From the items below, extract every line that contains the string "jersey" and list those lines unchanged.

(Records)
|---|

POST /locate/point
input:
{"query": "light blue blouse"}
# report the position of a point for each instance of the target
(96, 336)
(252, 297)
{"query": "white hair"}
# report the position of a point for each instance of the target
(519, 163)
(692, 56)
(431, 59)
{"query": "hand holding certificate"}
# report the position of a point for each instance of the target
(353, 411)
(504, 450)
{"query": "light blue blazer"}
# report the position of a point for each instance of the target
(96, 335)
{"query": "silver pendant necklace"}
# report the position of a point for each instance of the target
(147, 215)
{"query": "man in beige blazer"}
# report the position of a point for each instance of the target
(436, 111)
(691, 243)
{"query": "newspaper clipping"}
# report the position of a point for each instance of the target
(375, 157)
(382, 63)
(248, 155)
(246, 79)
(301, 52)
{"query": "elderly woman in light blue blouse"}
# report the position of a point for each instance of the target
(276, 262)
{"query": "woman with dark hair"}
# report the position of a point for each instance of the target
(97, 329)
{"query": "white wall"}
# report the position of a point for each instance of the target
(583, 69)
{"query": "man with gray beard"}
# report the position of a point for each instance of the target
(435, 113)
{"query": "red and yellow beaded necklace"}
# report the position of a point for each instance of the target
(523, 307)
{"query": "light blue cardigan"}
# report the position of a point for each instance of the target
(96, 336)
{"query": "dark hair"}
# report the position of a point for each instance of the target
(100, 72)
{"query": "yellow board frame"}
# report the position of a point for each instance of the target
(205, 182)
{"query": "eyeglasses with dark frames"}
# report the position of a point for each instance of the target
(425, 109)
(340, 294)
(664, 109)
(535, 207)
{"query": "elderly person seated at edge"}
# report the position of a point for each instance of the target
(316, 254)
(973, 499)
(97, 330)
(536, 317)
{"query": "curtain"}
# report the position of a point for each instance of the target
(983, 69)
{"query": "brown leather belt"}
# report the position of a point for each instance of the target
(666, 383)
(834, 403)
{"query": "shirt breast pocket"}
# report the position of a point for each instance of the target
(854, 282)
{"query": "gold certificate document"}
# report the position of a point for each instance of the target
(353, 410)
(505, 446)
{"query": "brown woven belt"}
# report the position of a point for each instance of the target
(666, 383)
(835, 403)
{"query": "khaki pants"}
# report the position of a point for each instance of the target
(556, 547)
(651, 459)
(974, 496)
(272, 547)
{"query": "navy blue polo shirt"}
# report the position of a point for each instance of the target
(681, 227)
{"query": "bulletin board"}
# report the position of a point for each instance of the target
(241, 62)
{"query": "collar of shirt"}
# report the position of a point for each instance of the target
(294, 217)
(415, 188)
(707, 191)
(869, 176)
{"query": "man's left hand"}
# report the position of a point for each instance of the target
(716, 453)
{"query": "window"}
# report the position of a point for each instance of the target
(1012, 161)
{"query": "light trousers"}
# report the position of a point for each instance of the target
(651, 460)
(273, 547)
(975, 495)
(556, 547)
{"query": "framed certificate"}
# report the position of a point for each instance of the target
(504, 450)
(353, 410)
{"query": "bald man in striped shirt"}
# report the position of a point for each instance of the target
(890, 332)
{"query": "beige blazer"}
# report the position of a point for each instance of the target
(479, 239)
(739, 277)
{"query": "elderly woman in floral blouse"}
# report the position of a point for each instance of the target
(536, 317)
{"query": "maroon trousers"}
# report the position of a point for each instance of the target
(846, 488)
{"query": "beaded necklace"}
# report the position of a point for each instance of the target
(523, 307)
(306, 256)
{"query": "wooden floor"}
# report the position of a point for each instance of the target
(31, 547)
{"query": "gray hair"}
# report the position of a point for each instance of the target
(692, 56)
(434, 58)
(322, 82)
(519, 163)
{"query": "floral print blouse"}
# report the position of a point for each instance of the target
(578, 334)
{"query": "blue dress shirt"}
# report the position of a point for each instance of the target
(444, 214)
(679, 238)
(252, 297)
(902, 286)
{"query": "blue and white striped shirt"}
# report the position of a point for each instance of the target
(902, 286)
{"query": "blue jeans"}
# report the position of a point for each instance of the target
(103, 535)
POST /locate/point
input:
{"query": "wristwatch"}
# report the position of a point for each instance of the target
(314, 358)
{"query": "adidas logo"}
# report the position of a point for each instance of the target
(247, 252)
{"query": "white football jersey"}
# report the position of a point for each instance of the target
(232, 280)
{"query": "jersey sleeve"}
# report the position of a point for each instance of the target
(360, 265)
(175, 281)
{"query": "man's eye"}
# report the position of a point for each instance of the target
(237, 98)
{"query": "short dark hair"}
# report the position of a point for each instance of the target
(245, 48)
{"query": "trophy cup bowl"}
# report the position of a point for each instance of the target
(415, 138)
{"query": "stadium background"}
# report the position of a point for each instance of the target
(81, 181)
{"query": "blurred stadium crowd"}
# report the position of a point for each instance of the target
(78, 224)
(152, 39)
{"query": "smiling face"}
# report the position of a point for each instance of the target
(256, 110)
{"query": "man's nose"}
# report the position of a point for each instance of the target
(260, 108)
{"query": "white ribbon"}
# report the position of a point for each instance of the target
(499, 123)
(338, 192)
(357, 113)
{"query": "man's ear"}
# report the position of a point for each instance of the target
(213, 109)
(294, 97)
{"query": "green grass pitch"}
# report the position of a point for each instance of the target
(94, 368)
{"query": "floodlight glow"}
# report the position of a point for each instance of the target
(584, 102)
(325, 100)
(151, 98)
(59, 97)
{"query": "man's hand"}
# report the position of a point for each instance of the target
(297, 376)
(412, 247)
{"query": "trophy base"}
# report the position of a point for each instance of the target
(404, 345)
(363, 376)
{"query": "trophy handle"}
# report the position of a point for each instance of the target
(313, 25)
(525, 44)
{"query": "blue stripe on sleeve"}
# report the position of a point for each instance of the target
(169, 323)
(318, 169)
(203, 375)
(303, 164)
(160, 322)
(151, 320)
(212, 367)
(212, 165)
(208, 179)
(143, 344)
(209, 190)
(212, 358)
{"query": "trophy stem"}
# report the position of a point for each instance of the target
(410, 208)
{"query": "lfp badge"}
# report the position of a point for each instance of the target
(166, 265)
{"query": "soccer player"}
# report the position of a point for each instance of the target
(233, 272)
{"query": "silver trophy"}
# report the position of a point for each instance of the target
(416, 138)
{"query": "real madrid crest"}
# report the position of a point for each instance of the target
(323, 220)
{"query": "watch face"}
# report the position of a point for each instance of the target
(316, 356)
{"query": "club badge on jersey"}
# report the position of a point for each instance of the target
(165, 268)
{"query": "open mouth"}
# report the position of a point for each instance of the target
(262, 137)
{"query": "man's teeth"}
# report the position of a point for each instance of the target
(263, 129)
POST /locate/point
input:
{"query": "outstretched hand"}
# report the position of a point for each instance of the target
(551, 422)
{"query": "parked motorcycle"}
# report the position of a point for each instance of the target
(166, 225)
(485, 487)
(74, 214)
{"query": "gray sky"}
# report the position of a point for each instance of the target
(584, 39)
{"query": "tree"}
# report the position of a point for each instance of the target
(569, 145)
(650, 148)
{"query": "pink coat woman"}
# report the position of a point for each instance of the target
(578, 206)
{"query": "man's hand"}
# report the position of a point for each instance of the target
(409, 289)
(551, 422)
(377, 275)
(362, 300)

|---|

> OUTPUT OF THE TASK:
{"query": "white football jersey"}
{"query": "jersey sleeve"}
{"query": "club badge on jersey"}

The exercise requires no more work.